▶ _Material shown_
════════════════════

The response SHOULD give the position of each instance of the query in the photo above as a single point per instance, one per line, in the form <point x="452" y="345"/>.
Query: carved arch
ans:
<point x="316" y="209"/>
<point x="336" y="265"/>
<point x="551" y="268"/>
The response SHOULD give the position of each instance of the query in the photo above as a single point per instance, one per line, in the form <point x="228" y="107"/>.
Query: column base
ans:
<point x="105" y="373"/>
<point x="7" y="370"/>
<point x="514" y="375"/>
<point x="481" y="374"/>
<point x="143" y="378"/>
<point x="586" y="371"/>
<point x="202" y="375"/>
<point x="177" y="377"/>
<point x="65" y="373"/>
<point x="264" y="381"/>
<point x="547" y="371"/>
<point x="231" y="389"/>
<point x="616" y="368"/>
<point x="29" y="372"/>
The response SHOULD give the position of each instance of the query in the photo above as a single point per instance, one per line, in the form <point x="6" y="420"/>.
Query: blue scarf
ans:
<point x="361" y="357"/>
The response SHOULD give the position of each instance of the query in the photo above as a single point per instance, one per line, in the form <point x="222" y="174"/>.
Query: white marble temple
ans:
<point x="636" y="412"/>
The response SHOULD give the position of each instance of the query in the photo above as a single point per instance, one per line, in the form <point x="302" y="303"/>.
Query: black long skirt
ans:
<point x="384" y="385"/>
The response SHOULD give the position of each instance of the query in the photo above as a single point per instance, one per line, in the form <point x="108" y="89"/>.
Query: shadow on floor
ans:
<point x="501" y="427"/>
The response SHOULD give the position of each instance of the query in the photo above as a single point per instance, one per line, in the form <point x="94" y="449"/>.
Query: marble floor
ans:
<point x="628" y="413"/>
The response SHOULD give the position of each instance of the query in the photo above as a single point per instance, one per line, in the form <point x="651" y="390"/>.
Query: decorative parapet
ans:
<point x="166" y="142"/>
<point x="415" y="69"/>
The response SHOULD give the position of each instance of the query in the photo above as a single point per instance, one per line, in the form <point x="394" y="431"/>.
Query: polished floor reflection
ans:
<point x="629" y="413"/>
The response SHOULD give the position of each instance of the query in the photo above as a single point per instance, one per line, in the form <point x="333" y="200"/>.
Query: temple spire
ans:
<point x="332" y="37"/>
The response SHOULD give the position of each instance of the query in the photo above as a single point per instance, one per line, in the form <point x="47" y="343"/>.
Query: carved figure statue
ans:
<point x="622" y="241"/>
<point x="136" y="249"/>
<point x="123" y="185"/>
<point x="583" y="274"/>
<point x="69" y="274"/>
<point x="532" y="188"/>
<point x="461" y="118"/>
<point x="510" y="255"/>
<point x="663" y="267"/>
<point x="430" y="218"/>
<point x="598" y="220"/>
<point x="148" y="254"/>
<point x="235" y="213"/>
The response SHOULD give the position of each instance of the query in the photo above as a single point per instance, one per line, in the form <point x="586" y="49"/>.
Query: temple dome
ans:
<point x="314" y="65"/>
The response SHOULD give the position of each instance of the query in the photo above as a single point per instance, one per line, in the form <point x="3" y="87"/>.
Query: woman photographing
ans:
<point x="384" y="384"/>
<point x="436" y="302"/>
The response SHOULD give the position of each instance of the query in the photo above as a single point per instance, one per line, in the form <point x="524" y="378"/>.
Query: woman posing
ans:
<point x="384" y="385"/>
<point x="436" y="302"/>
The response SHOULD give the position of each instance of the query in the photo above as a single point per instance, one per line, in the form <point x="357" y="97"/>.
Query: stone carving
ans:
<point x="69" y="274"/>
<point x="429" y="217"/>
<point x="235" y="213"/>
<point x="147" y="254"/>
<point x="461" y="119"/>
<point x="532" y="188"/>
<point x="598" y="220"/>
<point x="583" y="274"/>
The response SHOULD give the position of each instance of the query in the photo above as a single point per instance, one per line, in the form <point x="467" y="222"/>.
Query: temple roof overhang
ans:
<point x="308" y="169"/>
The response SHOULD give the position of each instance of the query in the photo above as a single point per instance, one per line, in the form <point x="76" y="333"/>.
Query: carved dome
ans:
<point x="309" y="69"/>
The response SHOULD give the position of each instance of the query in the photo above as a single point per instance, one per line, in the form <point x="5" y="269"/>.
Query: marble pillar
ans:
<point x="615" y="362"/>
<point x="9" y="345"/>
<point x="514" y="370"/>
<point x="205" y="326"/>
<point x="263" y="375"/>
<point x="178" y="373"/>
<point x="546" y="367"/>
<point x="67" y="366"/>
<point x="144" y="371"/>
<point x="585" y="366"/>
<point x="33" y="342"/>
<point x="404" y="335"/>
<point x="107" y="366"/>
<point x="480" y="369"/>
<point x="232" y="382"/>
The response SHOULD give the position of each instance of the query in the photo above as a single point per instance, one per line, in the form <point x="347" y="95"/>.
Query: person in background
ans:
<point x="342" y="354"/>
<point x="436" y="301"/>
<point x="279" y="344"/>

════════════════════

▶ _Direction_
Reproduce the records word for word.

▶ _Correct output_
The response SHOULD give the position of each instance of the query in the photo above as a single point per instance, one per line, in the form <point x="452" y="345"/>.
Query: carved arch
ans:
<point x="316" y="209"/>
<point x="336" y="265"/>
<point x="551" y="268"/>
The response SHOULD give the position of each instance of the query in the photo above as a single point per instance, one per line, in the form <point x="228" y="107"/>.
Query: column base
ans:
<point x="105" y="373"/>
<point x="7" y="370"/>
<point x="514" y="375"/>
<point x="481" y="374"/>
<point x="143" y="378"/>
<point x="586" y="371"/>
<point x="202" y="375"/>
<point x="177" y="377"/>
<point x="65" y="373"/>
<point x="264" y="381"/>
<point x="547" y="371"/>
<point x="231" y="389"/>
<point x="616" y="368"/>
<point x="29" y="372"/>
The response SHOULD give the position of each instance of the query in the photo above as a single point per instance, one per line, in the form <point x="6" y="420"/>.
Query: blue scarf
ans:
<point x="361" y="357"/>
The response SHOULD give the position of each instance of the query in the photo above as a single point per instance, one per line, in the form <point x="222" y="174"/>.
Query: white marble temple
ans:
<point x="636" y="412"/>
The response SHOULD give the position of each instance of the query in the photo above as a single point per instance, one per line, in the form <point x="302" y="303"/>.
Query: black long skirt
ans:
<point x="384" y="385"/>
The response SHOULD give the position of each instance of the query in the photo above as a single point per instance, one per line, in the form <point x="108" y="89"/>.
Query: shadow on floor
ans:
<point x="501" y="427"/>
The response SHOULD give the position of each instance of the query in the photo above as a single point per instance, one per line, in the form <point x="94" y="449"/>.
Query: marble floor
ans:
<point x="628" y="413"/>
The response SHOULD give the position of each instance of the query in the photo above as a single point per instance, one per line, in the form <point x="651" y="390"/>.
Query: decorative parapet
ans:
<point x="166" y="142"/>
<point x="415" y="69"/>
The response SHOULD give the position of each instance of the query in the photo above as a single point per instance, one per line, in the form <point x="394" y="431"/>.
Query: polished floor reflection
ans:
<point x="629" y="413"/>
The response SHOULD give the position of each instance of the query in the photo above as a single point per instance, one per line, in the form <point x="333" y="200"/>.
Query: temple spire
ans:
<point x="332" y="37"/>
The response SHOULD give the position of each instance of the query in the photo above as a single point per instance, one per line, in the form <point x="47" y="343"/>.
Query: carved figure statue
ans:
<point x="622" y="241"/>
<point x="136" y="249"/>
<point x="123" y="185"/>
<point x="583" y="274"/>
<point x="69" y="274"/>
<point x="532" y="188"/>
<point x="461" y="118"/>
<point x="510" y="255"/>
<point x="663" y="267"/>
<point x="430" y="218"/>
<point x="598" y="220"/>
<point x="148" y="254"/>
<point x="235" y="213"/>
The response SHOULD give the position of each instance of the query in the photo above as a single point per instance, one per line, in the form <point x="586" y="49"/>.
Query: temple dome
ans:
<point x="314" y="65"/>
The response SHOULD give the position of each instance of the query in the photo above as a single point per instance, one per line, in the form <point x="3" y="87"/>.
Query: woman photographing
ans:
<point x="384" y="384"/>
<point x="436" y="302"/>
The response SHOULD give the position of each instance of the query in the photo above as a single point per instance, one per line, in the form <point x="524" y="378"/>.
Query: woman posing
ans:
<point x="384" y="385"/>
<point x="436" y="302"/>
The response SHOULD give the position of each instance of the query in the photo above as a single point per instance, one per line, in the form <point x="357" y="97"/>.
Query: stone carving
ans:
<point x="69" y="274"/>
<point x="429" y="217"/>
<point x="235" y="213"/>
<point x="147" y="254"/>
<point x="461" y="119"/>
<point x="532" y="188"/>
<point x="598" y="220"/>
<point x="583" y="274"/>
The response SHOULD give the position of each instance of the query in the photo above as a single point per instance, one per line, in the form <point x="467" y="222"/>.
Query: temple roof overhang
ans:
<point x="308" y="169"/>
The response SHOULD give the position of each instance of the query in the photo above as a single point per instance, one per line, in the form <point x="76" y="333"/>.
Query: carved dome
ans:
<point x="309" y="69"/>
The response SHOULD give the position of each instance of the query in the photo above as a single point per instance, one per line, in the form <point x="5" y="269"/>.
Query: marble pillar
ans:
<point x="615" y="362"/>
<point x="9" y="345"/>
<point x="514" y="370"/>
<point x="205" y="326"/>
<point x="263" y="375"/>
<point x="178" y="373"/>
<point x="546" y="367"/>
<point x="67" y="366"/>
<point x="144" y="371"/>
<point x="585" y="366"/>
<point x="33" y="342"/>
<point x="404" y="335"/>
<point x="107" y="366"/>
<point x="480" y="369"/>
<point x="232" y="382"/>
The response SHOULD give the position of each instance of the query in the photo above as a single point per instance, one per line, in the form <point x="347" y="95"/>.
Query: person in background
ans:
<point x="342" y="354"/>
<point x="436" y="301"/>
<point x="279" y="344"/>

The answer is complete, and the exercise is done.